| Your task |
Reproduce the passage of the sparse-training text below from "Efficient Dynamic Structured" up to and including "to 2.9x faster.", word for word.

Efficient Dynamic Structured Sparse Training with Learned Shuffles
This work addresses the efficiency-accuracy trade-off in sparse training for deep learning practitioners, offering a novel hybrid approach that is incremental but impactful.
The paper tackled the problem of structured sparsity in neural networks trailing unstructured methods in accuracy by proposing a method that learns permutations to enhance expressivity, achieving comparable accuracy to unstructured baselines at 90-95% sparsity on ImageNet-1K and WikiText-103 while training up to 1.21x and inferring up to 2.9x faster.
Structured sparsity accelerates training and inference on modern GPUs, yet it still trails unstructured dynamic sparse training (DST) in accuracy. The shortfall stems from a loss of expressivity: whereas a dense layer can realize every possible mask obtained by choosing any $w$ active weights out of $n$, a fixed block or N:M layout explores only a subset of those possibilities. We propose to close this gap by learning, for each layer, a single permutation matrix jointly with the structured weight matrix. Applied to three canonical structures -- block, N:M, and diagonals -- we show that permutation-augmented DST (PA-DST) matches unstructured baselines (RigL, SET) at 90--95\% sparsity on ImageNet-1K (ViT-B/16) and WikiText-103 (GPT-2), yet trains up to $1.21\times$ and infers up to $2.9\times$ faster. The results position structure + learned permutation as a sweet spot between accuracy and efficiency.

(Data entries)
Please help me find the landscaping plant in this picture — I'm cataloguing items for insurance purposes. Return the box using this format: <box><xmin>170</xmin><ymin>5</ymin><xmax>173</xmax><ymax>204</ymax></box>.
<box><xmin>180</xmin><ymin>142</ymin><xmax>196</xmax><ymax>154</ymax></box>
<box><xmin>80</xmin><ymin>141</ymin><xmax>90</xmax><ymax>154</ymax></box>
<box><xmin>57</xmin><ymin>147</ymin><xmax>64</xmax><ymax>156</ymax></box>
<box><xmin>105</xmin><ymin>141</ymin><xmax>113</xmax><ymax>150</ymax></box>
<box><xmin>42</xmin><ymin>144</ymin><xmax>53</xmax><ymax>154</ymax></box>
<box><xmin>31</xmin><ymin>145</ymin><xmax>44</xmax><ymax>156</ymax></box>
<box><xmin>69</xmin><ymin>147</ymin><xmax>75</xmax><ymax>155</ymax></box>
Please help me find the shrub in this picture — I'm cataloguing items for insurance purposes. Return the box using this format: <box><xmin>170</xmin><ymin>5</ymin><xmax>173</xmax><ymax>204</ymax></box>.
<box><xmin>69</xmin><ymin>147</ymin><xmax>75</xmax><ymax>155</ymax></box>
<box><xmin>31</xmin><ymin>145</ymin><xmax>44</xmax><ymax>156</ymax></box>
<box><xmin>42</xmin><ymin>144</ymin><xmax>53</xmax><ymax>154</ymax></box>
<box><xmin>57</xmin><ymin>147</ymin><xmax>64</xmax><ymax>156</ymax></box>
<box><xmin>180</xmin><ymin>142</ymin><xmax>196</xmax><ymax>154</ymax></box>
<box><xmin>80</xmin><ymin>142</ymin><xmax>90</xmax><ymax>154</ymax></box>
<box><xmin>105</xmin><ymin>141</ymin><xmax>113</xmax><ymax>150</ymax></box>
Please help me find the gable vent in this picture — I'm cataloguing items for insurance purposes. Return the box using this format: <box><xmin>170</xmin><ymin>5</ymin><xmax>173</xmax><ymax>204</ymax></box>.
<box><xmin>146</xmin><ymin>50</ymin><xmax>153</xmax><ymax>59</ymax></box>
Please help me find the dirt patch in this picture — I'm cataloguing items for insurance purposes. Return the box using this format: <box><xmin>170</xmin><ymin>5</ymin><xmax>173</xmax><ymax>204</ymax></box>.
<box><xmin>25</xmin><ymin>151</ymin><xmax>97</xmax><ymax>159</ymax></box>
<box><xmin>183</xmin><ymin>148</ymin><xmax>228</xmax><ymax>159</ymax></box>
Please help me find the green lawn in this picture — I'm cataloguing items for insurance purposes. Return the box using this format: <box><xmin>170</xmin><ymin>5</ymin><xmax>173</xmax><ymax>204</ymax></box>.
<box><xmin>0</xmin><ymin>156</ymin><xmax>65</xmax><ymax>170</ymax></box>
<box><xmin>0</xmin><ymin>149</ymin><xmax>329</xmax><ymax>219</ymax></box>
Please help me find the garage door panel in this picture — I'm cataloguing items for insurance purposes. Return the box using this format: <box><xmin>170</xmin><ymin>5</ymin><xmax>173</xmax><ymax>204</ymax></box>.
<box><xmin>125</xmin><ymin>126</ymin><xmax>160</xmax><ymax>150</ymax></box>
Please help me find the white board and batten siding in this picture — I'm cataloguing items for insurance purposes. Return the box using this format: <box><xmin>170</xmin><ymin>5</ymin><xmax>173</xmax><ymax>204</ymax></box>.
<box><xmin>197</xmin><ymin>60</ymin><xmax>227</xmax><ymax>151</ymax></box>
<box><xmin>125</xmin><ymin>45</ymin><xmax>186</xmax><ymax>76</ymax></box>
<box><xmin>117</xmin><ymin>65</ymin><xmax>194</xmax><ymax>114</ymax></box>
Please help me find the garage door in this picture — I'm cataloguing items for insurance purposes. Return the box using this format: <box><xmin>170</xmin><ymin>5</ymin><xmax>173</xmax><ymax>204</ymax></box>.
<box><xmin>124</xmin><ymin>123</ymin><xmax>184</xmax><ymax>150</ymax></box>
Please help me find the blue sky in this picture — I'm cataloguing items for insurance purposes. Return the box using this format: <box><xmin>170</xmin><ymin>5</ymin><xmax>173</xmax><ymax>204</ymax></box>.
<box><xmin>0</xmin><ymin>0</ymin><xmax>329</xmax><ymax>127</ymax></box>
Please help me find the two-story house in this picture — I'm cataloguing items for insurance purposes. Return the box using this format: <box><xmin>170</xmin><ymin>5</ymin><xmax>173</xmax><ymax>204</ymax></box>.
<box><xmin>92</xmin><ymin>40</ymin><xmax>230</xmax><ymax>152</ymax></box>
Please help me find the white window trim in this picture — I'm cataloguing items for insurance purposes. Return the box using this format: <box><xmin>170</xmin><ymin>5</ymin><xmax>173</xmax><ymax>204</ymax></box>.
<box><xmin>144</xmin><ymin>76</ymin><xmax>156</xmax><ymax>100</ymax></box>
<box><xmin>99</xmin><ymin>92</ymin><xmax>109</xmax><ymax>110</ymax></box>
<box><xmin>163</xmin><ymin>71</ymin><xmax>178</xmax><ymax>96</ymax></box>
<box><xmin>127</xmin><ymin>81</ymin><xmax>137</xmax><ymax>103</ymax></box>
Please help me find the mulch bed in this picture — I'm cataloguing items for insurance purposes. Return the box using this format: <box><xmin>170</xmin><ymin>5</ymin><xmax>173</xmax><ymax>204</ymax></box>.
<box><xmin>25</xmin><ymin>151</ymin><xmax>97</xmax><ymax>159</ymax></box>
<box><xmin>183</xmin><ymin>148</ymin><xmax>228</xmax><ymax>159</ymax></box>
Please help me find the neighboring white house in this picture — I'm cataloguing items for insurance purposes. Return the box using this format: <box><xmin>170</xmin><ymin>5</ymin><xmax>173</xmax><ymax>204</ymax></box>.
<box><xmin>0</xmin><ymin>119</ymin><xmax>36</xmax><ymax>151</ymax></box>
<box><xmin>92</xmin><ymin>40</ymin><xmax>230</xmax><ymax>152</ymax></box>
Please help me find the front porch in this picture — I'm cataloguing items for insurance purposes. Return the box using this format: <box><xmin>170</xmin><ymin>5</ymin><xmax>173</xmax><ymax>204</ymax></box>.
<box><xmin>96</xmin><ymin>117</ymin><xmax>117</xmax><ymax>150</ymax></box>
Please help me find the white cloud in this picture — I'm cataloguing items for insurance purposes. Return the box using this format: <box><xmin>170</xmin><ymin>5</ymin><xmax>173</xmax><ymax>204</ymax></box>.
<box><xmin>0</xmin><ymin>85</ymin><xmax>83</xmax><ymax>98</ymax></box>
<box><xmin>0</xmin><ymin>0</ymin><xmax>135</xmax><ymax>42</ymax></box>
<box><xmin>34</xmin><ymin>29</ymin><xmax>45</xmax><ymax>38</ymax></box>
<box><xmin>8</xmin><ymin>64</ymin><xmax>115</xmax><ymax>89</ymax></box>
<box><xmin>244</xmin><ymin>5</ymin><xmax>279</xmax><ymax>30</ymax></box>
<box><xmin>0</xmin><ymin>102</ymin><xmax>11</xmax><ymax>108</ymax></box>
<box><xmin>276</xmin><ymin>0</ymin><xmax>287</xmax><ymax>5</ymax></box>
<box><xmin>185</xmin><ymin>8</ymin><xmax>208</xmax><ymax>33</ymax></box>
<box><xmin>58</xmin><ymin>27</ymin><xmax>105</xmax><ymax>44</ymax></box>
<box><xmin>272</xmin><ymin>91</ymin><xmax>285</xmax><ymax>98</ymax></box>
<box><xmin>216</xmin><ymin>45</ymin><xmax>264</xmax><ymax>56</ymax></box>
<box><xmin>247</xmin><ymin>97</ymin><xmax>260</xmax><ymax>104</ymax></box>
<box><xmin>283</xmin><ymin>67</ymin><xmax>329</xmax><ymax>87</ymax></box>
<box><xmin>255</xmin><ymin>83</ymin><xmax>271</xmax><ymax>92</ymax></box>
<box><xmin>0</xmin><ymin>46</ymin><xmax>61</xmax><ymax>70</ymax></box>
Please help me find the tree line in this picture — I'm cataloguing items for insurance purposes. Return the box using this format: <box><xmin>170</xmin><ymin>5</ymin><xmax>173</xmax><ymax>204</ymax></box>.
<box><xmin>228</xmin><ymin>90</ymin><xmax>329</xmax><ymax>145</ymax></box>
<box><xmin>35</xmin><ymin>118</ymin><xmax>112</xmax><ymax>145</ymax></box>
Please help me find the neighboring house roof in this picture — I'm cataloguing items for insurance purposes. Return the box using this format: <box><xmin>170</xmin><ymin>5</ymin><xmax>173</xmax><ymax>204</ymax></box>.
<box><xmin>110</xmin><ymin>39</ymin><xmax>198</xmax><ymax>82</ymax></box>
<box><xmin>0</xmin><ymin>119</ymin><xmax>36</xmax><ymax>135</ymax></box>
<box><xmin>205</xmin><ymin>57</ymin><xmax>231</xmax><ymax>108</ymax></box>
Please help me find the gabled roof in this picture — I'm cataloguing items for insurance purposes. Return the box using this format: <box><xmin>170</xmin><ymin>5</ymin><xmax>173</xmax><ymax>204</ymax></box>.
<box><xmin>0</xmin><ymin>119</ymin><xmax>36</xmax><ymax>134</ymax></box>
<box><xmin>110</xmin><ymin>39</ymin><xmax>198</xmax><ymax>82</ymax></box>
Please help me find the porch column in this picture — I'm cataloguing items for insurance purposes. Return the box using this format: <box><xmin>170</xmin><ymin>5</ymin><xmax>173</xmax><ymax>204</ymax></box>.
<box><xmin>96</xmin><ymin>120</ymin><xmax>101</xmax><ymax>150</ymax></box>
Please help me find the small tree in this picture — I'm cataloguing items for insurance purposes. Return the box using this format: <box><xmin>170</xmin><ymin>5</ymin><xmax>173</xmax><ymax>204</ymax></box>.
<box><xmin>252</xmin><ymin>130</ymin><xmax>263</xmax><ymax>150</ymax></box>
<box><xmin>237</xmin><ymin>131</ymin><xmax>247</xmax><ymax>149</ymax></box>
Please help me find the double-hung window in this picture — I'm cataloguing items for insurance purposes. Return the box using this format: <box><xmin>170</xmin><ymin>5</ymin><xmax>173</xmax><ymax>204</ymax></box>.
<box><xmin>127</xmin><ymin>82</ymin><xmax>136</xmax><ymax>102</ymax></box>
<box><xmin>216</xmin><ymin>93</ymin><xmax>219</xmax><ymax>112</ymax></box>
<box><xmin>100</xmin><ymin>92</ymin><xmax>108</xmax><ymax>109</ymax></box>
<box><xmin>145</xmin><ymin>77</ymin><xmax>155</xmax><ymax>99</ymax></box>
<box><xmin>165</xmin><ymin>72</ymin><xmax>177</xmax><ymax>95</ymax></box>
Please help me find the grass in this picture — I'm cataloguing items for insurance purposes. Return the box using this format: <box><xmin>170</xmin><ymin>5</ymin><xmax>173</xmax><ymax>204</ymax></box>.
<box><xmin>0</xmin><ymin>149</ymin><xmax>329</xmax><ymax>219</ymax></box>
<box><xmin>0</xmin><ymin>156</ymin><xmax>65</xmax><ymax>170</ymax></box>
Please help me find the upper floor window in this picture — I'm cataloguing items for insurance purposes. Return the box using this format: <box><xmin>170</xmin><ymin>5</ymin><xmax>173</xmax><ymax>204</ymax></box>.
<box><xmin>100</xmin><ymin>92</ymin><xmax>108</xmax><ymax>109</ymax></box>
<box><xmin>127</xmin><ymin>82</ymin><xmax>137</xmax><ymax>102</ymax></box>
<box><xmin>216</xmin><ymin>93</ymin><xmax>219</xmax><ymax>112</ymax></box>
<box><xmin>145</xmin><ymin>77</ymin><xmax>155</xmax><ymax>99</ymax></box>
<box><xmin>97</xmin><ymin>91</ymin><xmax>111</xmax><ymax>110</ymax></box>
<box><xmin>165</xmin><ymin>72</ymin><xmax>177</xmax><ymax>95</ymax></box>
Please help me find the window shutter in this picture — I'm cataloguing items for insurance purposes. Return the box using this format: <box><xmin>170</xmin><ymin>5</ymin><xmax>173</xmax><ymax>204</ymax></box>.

| Response |
Efficient Dynamic Structured Sparse Training with Learned Shuffles
This work addresses the efficiency-accuracy trade-off in sparse training for deep learning practitioners, offering a novel hybrid approach that is incremental but impactful.
The paper tackled the problem of structured sparsity in neural networks trailing unstructured methods in accuracy by proposing a method that learns permutations to enhance expressivity, achieving comparable accuracy to unstructured baselines at 90-95% sparsity on ImageNet-1K and WikiText-103 while training up to 1.21x and inferring up to 2.9x faster.